Position annotation records
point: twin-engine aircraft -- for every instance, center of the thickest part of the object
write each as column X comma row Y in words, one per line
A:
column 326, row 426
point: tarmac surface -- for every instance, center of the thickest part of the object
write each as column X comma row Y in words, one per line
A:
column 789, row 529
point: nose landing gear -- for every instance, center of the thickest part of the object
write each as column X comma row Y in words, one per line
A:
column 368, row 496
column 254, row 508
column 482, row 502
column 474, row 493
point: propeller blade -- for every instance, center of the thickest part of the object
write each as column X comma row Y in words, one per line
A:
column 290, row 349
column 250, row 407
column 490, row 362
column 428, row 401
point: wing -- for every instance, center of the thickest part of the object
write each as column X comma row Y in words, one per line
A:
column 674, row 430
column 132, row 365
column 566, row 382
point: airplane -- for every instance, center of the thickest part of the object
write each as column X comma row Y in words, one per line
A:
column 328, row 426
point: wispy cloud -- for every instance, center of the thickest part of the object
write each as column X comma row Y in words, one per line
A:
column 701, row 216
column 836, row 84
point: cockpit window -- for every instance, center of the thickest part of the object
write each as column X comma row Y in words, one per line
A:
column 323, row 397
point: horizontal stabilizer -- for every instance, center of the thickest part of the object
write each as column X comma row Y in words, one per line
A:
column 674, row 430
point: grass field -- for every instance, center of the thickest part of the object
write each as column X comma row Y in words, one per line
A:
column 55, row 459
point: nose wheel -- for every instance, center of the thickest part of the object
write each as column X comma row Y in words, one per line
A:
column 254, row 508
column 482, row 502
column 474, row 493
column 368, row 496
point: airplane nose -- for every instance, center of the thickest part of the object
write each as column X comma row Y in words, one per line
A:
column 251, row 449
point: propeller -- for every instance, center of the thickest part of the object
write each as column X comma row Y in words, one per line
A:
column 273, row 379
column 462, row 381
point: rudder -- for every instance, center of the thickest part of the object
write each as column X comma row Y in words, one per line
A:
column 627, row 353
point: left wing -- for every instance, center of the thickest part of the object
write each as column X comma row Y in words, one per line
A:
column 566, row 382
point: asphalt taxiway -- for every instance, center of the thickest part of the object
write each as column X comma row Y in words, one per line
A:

§ EXERCISE DETAILS
Set down only these lines, exactly: the line containing "point: propeller -- for" and each line after it, through the end of the listing.

§ EXERCISE SOLUTION
point: propeller -- for every instance, center of the thickest part of the object
write each as column X comma row Y in words, one per line
A:
column 273, row 379
column 462, row 381
point: rudder -- for every instance, center of the thickest part of the object
write each as column X comma row Y in words, one per line
A:
column 627, row 353
point: left wing -- for every instance, center of the thickest part of the object
write each as column X comma row Y in words, one per line
A:
column 566, row 382
point: asphalt taxiway -- for every instance, center of the thickest part of the object
write each as column X comma row Y in words, one per line
A:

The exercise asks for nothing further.